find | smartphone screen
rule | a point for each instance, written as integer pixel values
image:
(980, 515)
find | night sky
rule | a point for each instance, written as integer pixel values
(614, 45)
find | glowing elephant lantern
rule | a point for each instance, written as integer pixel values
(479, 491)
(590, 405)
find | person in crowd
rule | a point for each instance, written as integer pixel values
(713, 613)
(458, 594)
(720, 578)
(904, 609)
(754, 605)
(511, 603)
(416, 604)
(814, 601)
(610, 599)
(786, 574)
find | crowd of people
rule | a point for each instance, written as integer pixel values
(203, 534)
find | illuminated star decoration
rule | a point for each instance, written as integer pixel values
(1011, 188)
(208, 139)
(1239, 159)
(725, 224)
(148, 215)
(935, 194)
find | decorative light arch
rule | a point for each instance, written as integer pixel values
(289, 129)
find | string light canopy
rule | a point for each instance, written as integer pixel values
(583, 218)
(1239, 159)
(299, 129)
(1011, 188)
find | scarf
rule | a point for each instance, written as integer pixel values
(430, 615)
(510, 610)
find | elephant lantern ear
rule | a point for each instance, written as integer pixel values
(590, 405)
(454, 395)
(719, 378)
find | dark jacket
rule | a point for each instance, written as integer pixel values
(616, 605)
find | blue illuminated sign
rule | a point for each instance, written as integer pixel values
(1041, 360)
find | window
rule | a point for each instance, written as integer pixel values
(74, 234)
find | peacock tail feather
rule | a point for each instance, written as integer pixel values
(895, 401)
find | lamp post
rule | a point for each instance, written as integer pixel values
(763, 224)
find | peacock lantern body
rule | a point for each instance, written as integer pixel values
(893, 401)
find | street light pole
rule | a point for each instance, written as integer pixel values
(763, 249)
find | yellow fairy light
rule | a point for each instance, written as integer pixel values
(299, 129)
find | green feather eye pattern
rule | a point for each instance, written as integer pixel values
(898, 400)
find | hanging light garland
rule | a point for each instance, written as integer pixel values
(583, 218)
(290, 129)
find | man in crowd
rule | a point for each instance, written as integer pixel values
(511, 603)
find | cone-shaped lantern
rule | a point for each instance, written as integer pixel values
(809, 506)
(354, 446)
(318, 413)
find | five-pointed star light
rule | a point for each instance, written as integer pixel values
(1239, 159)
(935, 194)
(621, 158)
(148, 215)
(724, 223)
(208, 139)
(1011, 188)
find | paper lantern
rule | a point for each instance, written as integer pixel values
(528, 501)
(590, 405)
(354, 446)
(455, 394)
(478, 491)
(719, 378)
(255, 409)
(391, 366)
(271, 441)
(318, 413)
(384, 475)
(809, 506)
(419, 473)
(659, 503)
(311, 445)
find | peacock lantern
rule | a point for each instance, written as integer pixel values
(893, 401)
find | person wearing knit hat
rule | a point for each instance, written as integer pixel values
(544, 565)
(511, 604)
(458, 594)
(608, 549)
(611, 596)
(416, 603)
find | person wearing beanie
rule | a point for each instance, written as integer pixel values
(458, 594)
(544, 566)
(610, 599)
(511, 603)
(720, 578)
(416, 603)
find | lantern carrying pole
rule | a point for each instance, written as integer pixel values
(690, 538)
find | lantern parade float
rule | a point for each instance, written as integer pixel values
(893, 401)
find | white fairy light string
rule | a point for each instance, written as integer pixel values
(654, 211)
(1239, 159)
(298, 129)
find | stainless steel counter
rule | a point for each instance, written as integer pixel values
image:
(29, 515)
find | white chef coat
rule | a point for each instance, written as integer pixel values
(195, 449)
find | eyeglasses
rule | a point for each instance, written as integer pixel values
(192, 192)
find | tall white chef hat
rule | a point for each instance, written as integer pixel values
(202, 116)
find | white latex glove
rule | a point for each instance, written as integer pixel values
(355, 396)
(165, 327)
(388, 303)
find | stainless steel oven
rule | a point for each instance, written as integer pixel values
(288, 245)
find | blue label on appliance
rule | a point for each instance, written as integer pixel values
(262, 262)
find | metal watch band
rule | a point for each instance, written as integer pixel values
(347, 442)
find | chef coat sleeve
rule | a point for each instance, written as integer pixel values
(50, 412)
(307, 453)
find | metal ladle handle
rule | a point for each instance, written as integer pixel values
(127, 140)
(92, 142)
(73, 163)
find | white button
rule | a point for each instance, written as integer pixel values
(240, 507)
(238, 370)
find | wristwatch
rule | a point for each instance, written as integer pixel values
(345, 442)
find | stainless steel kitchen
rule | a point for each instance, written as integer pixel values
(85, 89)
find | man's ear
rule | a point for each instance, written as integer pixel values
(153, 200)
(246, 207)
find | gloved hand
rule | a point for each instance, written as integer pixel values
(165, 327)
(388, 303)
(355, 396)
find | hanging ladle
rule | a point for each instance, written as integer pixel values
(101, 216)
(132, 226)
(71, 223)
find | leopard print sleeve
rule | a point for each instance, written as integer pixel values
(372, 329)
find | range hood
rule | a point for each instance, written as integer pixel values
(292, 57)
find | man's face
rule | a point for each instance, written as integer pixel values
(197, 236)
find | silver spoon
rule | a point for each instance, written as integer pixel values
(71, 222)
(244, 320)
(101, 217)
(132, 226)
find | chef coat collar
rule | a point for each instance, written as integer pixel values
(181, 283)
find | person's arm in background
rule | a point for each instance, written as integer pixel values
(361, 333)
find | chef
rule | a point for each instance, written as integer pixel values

# # # #

Set down each record above without changing a single word.

find | smartphone screen
rule | a point for each instance, written as integer pixel values
image:
(980, 515)
find | night sky
rule | a point for each instance, written as integer pixel values
(614, 45)
find | glowing elephant lantern
rule | a point for each instance, written as integer pixel values
(479, 491)
(590, 405)
find | person in crowd
rule | a point for each instance, written as integer pixel values
(713, 613)
(458, 594)
(720, 578)
(904, 609)
(754, 605)
(511, 603)
(416, 604)
(814, 601)
(610, 599)
(786, 574)
find | crowd of people
rule | a point for each instance, written as integer pixel values
(203, 534)
find | illuminated star decoration
rule | a point for each instance, written as integer pixel values
(1011, 188)
(208, 139)
(1239, 159)
(725, 224)
(148, 215)
(935, 194)
find | decorative light arch
rule | a point for each instance, written as integer pixel values
(289, 129)
find | string light canopy
rule | a point for each instance, written as integer pixel values
(583, 218)
(1239, 159)
(299, 129)
(1011, 188)
find | scarf
rule | a point for each instance, written as integer pixel values
(430, 615)
(510, 610)
find | elephant lantern ear
rule | a point for each instance, written as integer pixel values
(590, 405)
(454, 395)
(719, 378)
find | dark jacket
rule | a point for each instance, written as integer pixel values
(616, 605)
find | blue illuminated sign
rule | a point for each instance, written as integer pixel values
(1041, 360)
find | window
rule | a point for each instance, written as integer pixel values
(74, 234)
find | peacock tail feather
rule | a point for each instance, written as integer pixel values
(895, 401)
find | lamp post
rule | a point for each instance, written as integer pixel values
(763, 224)
find | peacock lantern body
rule | a point for each instance, written as integer pixel values
(893, 401)
find | street light pole
rule | a point for each instance, written as integer pixel values
(763, 249)
find | yellow fairy light
rule | a point for each instance, written as integer pixel values
(299, 129)
find | green feather eye pattern
rule | a point for each instance, written as integer pixel values
(898, 400)
find | hanging light garland
rule | a point for each instance, written as integer pixel values
(583, 218)
(290, 129)
find | man in crowd
rule | a point for each instance, written as integer pixel values
(511, 603)
find | cone-shaped lantern
rule | a point for each instance, written as integer pixel values
(809, 506)
(354, 446)
(318, 413)
find | five-pointed star light
rule | a point for each instance, written as integer pixel values
(1239, 159)
(935, 194)
(621, 158)
(148, 215)
(724, 223)
(208, 139)
(1011, 188)
find | paper lantern
rule | a point for each instance, written as integer pixel values
(528, 501)
(590, 405)
(354, 446)
(455, 394)
(478, 491)
(719, 378)
(255, 409)
(391, 366)
(271, 441)
(318, 413)
(384, 475)
(809, 506)
(419, 473)
(659, 503)
(311, 445)
find | peacock lantern
rule | a point for each instance, written as integer pixel values
(893, 401)
find | person wearing knit hat
rule | a point for each instance, written as integer pixel values
(544, 565)
(511, 604)
(458, 594)
(608, 549)
(611, 596)
(416, 603)
find | person wearing beanie
rule | a point for each instance, written as integer pixel values
(458, 594)
(544, 566)
(610, 599)
(511, 603)
(720, 578)
(416, 603)
find | lantern carrying pole
rule | a point for each instance, written as integer pixel values
(690, 538)
find | lantern parade float
rule | a point for each instance, written as integer pixel values
(893, 401)
find | white fairy light string
rule | a point for each instance, written as integer pixel values
(654, 211)
(1239, 159)
(298, 129)
find | stainless steel counter
rule | a point for each instance, written as integer pixel values
image:
(29, 515)
find | white chef coat
rule | a point for each instance, written as integer pixel values
(195, 449)
find | eyeglasses
rule | a point for each instance, written as integer pixel values
(192, 192)
find | tall white chef hat
rule | a point for each instance, written as integer pixel values
(202, 116)
find | white latex glove
rule | a point for each instance, written as integer pixel values
(355, 396)
(165, 327)
(388, 303)
find | stainless steel oven
rule | a point for each instance, written as integer pixel values
(288, 245)
find | blue label on appliance
rule | a point for each instance, written as integer pixel values
(262, 262)
find | metal watch band
rule | a point for each instance, written as integer pixel values
(347, 442)
find | chef coat sleeve
rule | a point for each instance, written as integer pixel values
(50, 412)
(307, 453)
find | metal ladle handle
rule | a point for each instance, written as integer pixel values
(127, 140)
(92, 142)
(73, 163)
find | white button
rule | a point for each instance, written as integer pixel values
(240, 507)
(238, 370)
find | wristwatch
rule | a point for each instance, written as integer pixel values
(345, 442)
find | stainless steel kitchen
rule | a point for each instance, written as integer pixel values
(85, 89)
find | man's ear
rule | a point for each instance, written as integer pixel values
(153, 200)
(246, 207)
find | gloved hand
rule | a point for each instance, written as integer pixel values
(165, 327)
(388, 303)
(355, 396)
find | hanging ladle
rule | a point for each instance, written as integer pixel values
(101, 216)
(132, 226)
(71, 223)
find | leopard print sleeve
rule | a point for each instance, written as integer pixel values
(372, 329)
find | range hood
rule | a point for each instance, written as integer pixel values
(292, 57)
find | man's face
rule | a point for each instance, written as integer pixel values
(197, 236)
find | silver spoon
rule | a point for each instance, written as integer pixel values
(71, 222)
(244, 320)
(101, 217)
(132, 226)
find | chef coat collar
rule | a point for each instance, written as integer pixel values
(181, 283)
find | person's arm in background
rule | a point for each instance, written as integer pixel values
(361, 333)
find | chef
rule | a point for each instance, written as integer pixel values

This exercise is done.